WO2006012345A1 - Inkjet elements comprising calcium metasilicate - Google Patents

Abstract

An inkjet recording element comprising a support having thereon a calcium-metasilicate-containing layer, optionally in combination with organic or inorganic particles, in a polymeric binder, the calcium-metasilicate being in the form of needles having an average length of from 1 mm to 50 mm. The presence of the needles prevents cracking and adds flexibility to the layer after coating.

Description

INKJET ELEMENTS COMPRISING CALCIUM METASILICATE

NEEDLES

FIELD OF THE INVENTION This invention relates to an inkjet recording element, more particularly to an inkjet recording element that contains calcium metasilicate. BACKGROUND OF THE INVENTION

In a typical inkjet recording or printing system, ink droplets are ejected from a nozzle at high speed towards a recording element or medium to produce an image on the medium. The ink droplets, or recording liquid, generally comprise a recording agent, such as a dye or pigment, and a large amount of solvent. The solvent, or carrier liquid, typically is made up of water, an organic material such as a monohydric alcohol, a polyhydric alcohol or mixtures thereof. While a wide variety of different types of inkjet recording elements have been proposed heretofore, there are many unsolved problems in the art and many deficiencies in the known products that have limited their commercial usefulness. The requirements for an inkjet recording medium or element for inkjet recording are very demanding. Large amounts of ink are often required for printing high quality, photographic-type images. The recording element must be capable of absorbing or receiving large amounts of ink applied to the image-forming surface of the element as rapidly as possible in order to produce recorded images having good quality, including high optical density and low coalescence. In addition, it is desirable that the element can be handled without smearing shortly after printing and is free of cracking or other defects that may result from coating or later keeping.

[Dataset entries]
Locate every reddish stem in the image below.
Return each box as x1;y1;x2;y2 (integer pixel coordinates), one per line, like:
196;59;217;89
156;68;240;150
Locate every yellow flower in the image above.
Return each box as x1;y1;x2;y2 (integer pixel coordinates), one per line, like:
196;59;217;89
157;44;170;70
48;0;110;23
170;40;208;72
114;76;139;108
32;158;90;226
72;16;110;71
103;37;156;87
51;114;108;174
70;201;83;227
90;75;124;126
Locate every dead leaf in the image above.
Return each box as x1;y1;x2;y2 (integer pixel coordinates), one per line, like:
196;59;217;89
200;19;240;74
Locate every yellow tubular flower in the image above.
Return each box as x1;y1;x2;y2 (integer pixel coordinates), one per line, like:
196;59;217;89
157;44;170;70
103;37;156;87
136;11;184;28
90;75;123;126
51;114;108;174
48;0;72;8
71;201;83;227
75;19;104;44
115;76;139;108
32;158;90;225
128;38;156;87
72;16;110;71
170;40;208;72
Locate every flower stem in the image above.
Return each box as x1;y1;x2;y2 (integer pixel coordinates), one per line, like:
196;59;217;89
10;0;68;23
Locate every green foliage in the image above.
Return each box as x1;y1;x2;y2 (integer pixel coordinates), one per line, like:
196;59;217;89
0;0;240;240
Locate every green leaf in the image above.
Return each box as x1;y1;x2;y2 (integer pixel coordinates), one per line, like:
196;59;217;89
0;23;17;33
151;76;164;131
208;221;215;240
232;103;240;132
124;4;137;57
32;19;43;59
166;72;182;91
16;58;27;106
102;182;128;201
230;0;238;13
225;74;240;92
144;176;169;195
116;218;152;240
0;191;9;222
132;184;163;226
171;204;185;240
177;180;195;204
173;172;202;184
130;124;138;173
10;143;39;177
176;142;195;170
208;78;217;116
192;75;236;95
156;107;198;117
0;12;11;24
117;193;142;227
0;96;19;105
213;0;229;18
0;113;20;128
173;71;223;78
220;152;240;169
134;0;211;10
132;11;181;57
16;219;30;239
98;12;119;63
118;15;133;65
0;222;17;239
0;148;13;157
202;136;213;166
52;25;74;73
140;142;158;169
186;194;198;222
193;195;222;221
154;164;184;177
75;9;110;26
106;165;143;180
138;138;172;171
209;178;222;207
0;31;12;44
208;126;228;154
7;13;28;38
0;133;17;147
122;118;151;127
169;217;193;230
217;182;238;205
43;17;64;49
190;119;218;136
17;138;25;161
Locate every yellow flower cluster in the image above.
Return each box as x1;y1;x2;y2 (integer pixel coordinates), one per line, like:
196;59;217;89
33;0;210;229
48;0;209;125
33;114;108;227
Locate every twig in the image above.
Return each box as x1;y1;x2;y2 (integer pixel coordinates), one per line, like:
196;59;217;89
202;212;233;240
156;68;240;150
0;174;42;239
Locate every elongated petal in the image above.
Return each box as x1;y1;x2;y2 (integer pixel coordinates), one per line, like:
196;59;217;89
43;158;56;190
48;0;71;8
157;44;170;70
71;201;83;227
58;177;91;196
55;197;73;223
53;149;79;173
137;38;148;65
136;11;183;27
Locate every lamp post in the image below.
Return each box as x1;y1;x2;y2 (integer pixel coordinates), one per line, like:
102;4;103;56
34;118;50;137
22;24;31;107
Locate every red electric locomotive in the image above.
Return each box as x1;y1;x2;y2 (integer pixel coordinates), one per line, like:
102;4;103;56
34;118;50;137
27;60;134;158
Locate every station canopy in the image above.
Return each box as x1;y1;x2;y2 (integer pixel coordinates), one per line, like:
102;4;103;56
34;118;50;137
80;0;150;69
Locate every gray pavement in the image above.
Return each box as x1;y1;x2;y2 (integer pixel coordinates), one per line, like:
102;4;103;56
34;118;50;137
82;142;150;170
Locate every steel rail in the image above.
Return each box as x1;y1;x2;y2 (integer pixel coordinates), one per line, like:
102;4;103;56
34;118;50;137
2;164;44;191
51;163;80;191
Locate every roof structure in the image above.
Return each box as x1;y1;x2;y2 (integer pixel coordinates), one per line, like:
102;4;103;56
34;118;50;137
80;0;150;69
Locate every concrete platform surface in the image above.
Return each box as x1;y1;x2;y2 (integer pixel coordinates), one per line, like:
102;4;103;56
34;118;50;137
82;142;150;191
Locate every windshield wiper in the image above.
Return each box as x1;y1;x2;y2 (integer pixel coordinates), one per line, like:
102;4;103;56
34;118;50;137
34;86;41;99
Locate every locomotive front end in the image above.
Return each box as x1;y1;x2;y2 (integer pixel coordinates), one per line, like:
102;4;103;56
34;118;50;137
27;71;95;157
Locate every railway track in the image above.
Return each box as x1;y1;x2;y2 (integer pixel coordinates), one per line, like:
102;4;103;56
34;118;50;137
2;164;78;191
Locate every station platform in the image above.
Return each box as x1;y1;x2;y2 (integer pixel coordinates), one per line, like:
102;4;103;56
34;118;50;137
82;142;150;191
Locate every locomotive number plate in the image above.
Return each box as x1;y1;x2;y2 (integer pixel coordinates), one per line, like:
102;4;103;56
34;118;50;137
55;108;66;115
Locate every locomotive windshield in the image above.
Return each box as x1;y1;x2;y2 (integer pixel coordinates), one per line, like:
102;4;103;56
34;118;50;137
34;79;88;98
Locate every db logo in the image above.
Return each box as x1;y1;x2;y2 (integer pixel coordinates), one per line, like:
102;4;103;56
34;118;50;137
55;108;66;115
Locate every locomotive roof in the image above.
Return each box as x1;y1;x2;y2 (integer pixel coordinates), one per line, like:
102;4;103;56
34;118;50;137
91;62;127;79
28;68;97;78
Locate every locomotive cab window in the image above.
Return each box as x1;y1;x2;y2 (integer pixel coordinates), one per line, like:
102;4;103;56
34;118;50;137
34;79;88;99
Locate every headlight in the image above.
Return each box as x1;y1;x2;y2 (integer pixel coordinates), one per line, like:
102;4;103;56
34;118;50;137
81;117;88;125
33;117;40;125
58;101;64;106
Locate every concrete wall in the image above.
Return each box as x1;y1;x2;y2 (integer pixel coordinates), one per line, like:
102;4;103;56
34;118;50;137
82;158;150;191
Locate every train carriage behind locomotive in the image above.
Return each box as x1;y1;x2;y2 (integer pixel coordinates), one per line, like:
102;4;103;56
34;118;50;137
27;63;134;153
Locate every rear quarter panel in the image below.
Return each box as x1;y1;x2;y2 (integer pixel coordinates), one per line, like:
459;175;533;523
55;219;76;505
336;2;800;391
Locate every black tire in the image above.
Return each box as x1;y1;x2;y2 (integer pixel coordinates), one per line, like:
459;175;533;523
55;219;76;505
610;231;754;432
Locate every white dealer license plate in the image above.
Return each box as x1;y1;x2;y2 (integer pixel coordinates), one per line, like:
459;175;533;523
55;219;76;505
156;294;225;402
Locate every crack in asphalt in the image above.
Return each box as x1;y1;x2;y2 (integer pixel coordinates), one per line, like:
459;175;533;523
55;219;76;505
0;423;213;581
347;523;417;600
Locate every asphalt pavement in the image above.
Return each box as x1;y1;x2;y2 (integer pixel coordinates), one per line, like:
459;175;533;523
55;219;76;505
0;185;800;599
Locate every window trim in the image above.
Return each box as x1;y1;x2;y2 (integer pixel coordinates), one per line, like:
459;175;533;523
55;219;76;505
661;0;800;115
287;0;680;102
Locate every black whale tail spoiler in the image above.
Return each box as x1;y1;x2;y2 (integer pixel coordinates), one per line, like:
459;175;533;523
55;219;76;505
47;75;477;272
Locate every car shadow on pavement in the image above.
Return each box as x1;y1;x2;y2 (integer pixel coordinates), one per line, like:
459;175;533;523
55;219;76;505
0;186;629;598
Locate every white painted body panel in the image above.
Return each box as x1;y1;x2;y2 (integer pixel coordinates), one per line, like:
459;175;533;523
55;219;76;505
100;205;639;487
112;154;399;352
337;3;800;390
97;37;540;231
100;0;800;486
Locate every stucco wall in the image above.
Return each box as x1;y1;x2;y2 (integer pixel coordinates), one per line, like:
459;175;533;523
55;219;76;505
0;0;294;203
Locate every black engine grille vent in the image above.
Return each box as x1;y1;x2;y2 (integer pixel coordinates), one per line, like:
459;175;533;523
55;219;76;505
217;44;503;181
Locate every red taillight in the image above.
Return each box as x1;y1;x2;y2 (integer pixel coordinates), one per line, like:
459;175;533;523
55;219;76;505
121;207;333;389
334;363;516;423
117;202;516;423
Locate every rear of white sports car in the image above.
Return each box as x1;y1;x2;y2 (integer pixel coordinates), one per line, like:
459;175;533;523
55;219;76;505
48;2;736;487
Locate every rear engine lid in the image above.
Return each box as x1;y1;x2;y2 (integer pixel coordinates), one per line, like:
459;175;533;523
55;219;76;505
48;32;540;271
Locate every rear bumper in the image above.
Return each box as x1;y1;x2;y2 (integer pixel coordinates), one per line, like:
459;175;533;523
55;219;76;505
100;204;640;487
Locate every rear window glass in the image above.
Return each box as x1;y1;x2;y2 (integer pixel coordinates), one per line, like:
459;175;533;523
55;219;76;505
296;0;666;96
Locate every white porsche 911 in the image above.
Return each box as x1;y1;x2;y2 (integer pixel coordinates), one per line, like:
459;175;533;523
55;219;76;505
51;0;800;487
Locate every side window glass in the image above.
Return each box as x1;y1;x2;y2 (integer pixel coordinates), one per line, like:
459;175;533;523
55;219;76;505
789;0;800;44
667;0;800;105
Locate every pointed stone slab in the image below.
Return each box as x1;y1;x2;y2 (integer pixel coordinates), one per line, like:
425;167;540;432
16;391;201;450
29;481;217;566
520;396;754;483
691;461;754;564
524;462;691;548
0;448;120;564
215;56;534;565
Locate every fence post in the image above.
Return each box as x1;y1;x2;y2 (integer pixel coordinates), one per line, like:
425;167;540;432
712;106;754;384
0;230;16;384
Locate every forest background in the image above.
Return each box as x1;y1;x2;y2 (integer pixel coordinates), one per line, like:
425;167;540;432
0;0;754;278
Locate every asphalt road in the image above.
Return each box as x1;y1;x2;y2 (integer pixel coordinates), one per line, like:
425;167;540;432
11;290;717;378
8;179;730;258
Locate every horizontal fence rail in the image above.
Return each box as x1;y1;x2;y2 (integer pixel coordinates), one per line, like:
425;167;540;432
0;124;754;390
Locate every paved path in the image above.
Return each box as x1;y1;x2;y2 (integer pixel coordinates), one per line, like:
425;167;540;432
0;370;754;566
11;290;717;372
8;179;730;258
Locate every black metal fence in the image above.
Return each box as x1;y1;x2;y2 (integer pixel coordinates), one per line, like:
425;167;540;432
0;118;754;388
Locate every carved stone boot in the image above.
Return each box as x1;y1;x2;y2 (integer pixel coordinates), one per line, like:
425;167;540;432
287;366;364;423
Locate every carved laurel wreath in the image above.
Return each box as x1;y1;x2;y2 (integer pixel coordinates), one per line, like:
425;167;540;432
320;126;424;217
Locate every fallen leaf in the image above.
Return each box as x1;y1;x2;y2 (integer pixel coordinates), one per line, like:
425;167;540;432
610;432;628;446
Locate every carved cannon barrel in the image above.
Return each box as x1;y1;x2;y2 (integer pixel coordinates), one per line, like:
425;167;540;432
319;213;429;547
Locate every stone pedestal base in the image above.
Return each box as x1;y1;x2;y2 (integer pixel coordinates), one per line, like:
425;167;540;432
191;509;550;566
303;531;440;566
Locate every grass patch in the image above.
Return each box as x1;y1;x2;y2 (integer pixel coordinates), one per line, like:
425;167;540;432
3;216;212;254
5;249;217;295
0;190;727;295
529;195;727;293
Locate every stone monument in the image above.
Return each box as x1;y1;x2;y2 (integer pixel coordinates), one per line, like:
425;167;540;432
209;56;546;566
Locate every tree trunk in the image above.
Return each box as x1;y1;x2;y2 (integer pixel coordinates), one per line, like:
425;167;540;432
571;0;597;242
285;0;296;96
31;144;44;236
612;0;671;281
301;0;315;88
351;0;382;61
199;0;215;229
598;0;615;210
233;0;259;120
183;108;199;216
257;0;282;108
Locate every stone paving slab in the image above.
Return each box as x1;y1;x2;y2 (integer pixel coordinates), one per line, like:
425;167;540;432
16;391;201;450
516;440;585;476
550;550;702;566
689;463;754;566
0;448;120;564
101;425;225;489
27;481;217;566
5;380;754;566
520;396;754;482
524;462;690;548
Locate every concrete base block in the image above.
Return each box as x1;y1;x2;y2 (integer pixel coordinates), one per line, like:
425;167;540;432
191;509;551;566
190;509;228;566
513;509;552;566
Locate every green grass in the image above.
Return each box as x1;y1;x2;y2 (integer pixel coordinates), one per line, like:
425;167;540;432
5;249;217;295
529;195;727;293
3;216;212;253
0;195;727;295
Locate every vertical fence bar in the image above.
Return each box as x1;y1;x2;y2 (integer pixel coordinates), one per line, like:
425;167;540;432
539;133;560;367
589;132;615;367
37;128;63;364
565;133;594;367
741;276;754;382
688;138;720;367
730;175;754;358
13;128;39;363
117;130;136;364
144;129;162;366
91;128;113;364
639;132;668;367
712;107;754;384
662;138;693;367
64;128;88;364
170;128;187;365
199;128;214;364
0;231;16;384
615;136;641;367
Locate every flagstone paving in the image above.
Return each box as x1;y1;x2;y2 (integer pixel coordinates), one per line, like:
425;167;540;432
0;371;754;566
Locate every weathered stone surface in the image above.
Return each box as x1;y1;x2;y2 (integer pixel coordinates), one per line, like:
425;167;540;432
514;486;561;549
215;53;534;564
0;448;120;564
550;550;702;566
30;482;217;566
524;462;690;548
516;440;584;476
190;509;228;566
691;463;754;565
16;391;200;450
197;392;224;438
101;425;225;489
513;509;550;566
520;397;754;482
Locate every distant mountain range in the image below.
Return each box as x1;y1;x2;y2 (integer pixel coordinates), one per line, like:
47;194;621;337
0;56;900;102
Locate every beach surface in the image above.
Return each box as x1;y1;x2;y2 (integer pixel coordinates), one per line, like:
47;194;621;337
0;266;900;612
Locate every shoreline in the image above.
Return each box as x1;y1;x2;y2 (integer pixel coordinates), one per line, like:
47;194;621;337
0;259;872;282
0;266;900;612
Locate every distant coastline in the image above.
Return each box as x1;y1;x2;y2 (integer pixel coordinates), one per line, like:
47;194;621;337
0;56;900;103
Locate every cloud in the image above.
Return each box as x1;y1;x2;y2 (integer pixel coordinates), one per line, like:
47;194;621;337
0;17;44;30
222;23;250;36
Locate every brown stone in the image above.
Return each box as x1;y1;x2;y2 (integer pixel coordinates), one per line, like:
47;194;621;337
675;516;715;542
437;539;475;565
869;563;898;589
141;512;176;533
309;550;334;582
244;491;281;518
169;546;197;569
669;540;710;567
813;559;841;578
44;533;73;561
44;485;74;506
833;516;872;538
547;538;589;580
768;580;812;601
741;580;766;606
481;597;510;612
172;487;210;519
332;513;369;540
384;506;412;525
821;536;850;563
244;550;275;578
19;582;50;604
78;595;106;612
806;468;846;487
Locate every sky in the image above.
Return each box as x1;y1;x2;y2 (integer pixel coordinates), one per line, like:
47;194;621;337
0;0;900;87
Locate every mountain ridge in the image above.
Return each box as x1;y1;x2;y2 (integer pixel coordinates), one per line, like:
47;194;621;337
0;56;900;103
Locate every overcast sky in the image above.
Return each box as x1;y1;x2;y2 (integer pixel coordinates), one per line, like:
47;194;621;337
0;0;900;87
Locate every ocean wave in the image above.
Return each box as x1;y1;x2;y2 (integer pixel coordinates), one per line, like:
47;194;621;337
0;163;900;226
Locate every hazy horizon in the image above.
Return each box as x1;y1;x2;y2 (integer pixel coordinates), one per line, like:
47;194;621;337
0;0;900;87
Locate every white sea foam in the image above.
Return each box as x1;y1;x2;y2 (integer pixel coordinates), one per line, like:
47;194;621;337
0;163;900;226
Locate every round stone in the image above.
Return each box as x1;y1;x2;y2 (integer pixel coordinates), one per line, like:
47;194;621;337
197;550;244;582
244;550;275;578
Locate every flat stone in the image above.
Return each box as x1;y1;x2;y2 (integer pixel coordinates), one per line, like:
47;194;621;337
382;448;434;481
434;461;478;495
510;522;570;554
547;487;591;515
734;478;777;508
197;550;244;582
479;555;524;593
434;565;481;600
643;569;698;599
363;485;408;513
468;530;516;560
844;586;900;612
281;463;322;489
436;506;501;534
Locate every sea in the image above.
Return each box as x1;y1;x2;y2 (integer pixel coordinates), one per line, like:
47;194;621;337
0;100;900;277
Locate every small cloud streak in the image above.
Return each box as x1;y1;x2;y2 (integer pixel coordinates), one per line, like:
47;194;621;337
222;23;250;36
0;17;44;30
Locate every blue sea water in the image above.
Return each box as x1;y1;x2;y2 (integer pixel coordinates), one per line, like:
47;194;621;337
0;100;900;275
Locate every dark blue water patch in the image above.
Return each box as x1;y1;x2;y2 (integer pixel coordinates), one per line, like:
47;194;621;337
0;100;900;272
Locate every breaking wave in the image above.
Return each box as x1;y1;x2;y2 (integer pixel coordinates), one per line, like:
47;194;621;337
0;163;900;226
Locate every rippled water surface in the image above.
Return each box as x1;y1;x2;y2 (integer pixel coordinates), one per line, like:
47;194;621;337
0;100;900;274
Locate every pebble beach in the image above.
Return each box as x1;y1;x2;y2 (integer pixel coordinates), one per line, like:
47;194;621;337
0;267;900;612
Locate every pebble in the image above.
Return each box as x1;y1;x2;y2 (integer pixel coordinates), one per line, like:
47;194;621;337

WHAT IS BEING ASKED:
Resume the inkjet patent text, picking up right after its final sentence. The records are separate material, distinct from the inkjet patent text.

RESPONSE TO THIS TASK:
One typical inkjet recording element comprises a support having thereon at least one base layer for substantially absorbing carrier fluid and, for substantially retaining the ink colorant, at least one ink-receiving or image- forming layer, also referred to herein as an ink-retaining layer. Many inkjet receivers are porous and consist of organic or inorganic particles that form pores by the spacing between the particles. The ink and solvents are pulled into this structure by capillary forces. In order to have enough pore volume or capacity to absorb heavy ink laydowns, these coatings are usually coated to a dry thickness on the order of 40 μm to 60 μm, which can be costly because of the layer thickness. To form a porous layer, a binder can be added to hold the particles together. However, to maintain a high pore volume, the amount of binder should be as low as possible. Too much binder would start to fill the pores between the particles or beads, which will reduce ink absorption. Too little binder will reduce the integrity of the coating causing cracking. Once cracking starts in an inkjet coating, typically at the bottom of the layer, it tends to migrate throughout the layer.

U.S. Patent 6,544,630 relates to inkjet recording elements (receivers) comprising a resin-coated support having thereon an ink-retaining layer comprising voided cellulosic fibers and organic or inorganic particles in a polymeric binder, the length of the voided fibers being from about 10 μm to about 50 μm.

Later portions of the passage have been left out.